[About this exercise]
From the article on smelling Parkinson's disease, pull out the text between "In 2012 Milne" and "a year later.", inclusive, copied word for word.

[Source extract]
══════════

A Scottish woman named Joy Milne made headlines in 2015 for an unusual talent: her ability to sniff out people with Parkinson’s disease, a progressive neurodegenerative illness that is estimated to affect about 10 million people worldwide. Since then, scientists in the U.K. have been working with Milne to pinpoint the molecules that give Parkinson’s its distinct olfactory signature. They have now zeroed in on a set of molecules specific to the disease—and created a simple skin-swab-based test to detect them.

Milne, a 72-year-old retired nurse from Perth, has hereditary hyperosmia, a condition that gives her hypersensitivity to smell. She discovered that she could smell Parkinson’s after noticing her husband, Les, was emitting a new, musky odor. When he was diagnosed with Parkinson’s many years later, she linked this change in scent to the disease. Les died in 2015.

In 2012 Milne met University of Edinburgh neuroscientist Tilo Kunath at an event organized by the research and support charity Parkinson’s UK. Though skeptical at first, Kunath and his colleagues put Milne’s claims to the test. They had her smell 12 T-shirts, six from people with Parkinson’s and six from nonaffected individuals. She correctly identified the disease in all six cases—and the one T-shirt from a healthy person she categorized as having Parkinson’s belonged to someone who was diagnosed with the disease less than a year later.

Kunath, along with University of Manchester chemist Perdita Barran and their colleagues, subsequently used mass spectrometry to examine sebum (an oily substance found on the surface of the skin) from people diagnosed with Parkinson’s. They found molecular changes suggesting alterations in the metabolism of fatty molecules known as lipids.

══════════

[Extracted records]
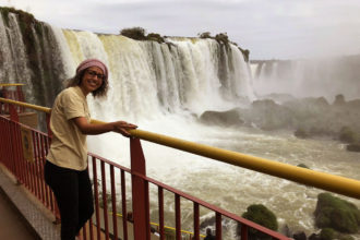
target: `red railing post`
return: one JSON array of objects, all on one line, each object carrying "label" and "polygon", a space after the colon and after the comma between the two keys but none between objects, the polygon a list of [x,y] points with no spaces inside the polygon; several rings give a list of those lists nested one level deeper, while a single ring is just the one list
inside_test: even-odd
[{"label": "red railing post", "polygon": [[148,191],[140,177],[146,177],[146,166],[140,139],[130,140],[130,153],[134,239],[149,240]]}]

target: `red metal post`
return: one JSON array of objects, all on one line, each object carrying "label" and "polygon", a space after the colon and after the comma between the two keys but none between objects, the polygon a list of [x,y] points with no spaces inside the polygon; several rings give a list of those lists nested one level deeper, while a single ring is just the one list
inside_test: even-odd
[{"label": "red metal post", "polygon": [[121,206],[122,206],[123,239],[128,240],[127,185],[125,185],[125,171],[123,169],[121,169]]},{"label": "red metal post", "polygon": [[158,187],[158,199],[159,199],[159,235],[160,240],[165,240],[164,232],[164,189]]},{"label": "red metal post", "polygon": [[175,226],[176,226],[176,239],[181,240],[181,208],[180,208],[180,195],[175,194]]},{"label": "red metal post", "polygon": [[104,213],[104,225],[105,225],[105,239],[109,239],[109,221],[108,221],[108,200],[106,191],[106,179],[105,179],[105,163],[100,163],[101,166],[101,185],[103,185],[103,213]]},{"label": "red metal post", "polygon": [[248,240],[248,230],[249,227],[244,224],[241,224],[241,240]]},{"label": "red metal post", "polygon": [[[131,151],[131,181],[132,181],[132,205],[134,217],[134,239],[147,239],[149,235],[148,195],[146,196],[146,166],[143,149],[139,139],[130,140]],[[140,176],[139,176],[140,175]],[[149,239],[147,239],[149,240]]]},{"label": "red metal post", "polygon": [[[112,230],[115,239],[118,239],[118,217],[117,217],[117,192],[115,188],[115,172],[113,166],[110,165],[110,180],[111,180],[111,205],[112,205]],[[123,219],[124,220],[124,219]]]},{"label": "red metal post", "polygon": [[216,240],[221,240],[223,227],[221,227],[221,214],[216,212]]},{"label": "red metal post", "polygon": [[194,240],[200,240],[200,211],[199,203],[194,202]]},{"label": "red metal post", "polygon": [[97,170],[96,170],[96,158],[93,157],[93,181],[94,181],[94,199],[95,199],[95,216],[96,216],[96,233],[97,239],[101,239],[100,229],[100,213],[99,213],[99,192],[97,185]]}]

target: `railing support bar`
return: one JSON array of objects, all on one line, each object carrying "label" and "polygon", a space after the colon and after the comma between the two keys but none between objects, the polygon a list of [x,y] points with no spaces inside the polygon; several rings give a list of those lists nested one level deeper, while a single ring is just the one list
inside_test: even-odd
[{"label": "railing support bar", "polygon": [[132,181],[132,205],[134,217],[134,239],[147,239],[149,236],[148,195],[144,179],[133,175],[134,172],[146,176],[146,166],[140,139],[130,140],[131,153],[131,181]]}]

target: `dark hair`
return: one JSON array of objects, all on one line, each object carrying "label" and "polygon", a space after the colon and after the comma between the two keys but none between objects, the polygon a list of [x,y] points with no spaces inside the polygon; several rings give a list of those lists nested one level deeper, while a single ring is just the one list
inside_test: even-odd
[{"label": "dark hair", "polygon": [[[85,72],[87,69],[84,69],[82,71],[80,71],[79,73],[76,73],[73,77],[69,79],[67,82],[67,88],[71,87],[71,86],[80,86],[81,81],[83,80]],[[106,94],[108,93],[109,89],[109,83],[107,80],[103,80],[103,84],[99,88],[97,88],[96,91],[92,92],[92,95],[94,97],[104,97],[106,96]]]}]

══════════

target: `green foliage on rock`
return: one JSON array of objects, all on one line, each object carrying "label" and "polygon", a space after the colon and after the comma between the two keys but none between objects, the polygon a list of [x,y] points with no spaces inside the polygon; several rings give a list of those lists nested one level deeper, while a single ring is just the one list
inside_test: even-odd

══════════

[Response below]
In 2012 Milne met University of Edinburgh neuroscientist Tilo Kunath at an event organized by the research and support charity Parkinson’s UK. Though skeptical at first, Kunath and his colleagues put Milne’s claims to the test. They had her smell 12 T-shirts, six from people with Parkinson’s and six from nonaffected individuals. She correctly identified the disease in all six cases—and the one T-shirt from a healthy person she categorized as having Parkinson’s belonged to someone who was diagnosed with the disease less than a year later.